◆ Stated goal A: State the name the young man gives when he introduces himself in the temple-visit story.
◆ Stated goal B: Summarize the temple-visit story in two sentences.

◆ Extracted text:
[start]
The evening came and we headed off to the temple. He didn't act like he knew me and I was wondering why. Then started the glance exchanging. Everytime I shot off a glance at him, he was there almost anticipating my look. There was this spurt of butterflies running wild in my stomach everytime that happened. This continued all through the evening till we reached the room. All this while he didnt utter a word.. just general acknowledgement and tons of glances. I thought maybe he didn't want to come off as needy so didn't try anything. Just picturing some movie scene , I headed off to the terrace to catch the full moon. We were supposed to leave early next morning. I thought like the hero in the movie, he would also sense that I was in the terrace and come. But he didn't. I sighed and came down when as usual I bumped into him. He said "Varun" .. I was like "eh?".. "That's my name" he said. "I am Priya". "Coming up or going down?" he asked. I lied saying I was going up..So I can spend sometime with him.
[end]
◆ Source excerpt:
[start]
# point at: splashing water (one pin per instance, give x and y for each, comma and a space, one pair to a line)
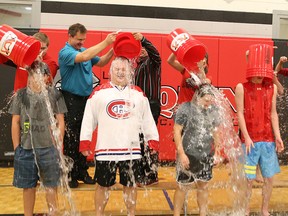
65, 163
228, 152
[end]
◆ Response A: Varun

◆ Response B: During an evening visit to the temple, a young man acted as if he did not know the narrator but kept exchanging glances with the narrator without saying a word. Later, after he did not follow the narrator to the terrace, the two bumped into each other and exchanged names, Varun and Priya, and the narrator lied about going up to spend some time with him.